Enregistrements de boîtes englobantes:
________________________
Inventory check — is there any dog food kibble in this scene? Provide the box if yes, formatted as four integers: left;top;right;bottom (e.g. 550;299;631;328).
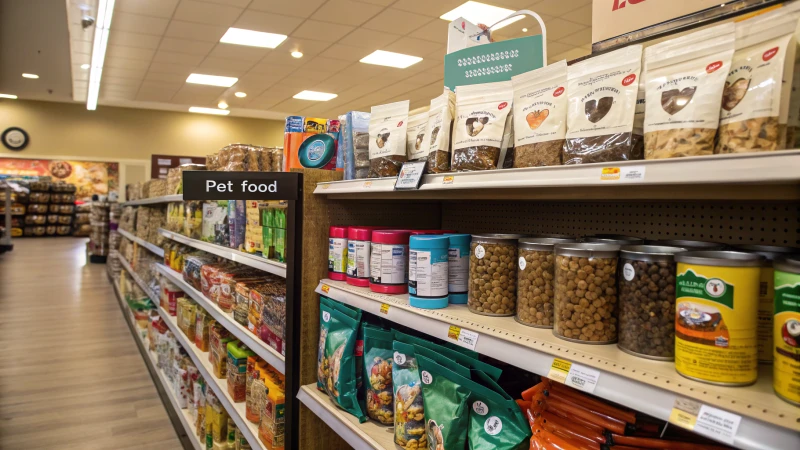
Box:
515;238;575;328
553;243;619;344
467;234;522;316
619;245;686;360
________________________
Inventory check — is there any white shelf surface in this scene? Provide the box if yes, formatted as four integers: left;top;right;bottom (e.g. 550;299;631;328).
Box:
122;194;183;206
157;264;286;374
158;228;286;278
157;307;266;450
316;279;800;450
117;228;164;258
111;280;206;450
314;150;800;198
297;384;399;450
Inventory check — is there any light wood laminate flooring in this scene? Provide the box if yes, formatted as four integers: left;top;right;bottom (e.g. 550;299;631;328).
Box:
________________________
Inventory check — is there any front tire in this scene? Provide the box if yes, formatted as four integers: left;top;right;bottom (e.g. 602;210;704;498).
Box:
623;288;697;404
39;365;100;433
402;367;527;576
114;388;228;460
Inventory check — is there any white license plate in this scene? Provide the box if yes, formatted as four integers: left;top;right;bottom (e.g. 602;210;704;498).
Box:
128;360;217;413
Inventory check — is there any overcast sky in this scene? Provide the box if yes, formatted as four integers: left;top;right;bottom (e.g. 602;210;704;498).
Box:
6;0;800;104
________________________
Description de la tâche | Substituez « Stock check » à « Inventory check » dans toutes les lignes, depuis celle qui contient « Inventory check — is there any white license » jusqu'à celle qui contient « 6;0;800;104 », puis redonnez uniquement ces lignes sans rien modifier d'autre.

Résultat obtenu |
Stock check — is there any white license plate in this scene? Provide the box if yes, formatted as four integers: left;top;right;bottom (e.g. 602;210;704;498).
Box:
128;360;217;413
Stock check — is there any overcast sky in this scene? Provide the box if yes, formatted as four integers: left;top;right;bottom (e.g. 602;210;704;498).
Box:
6;0;800;104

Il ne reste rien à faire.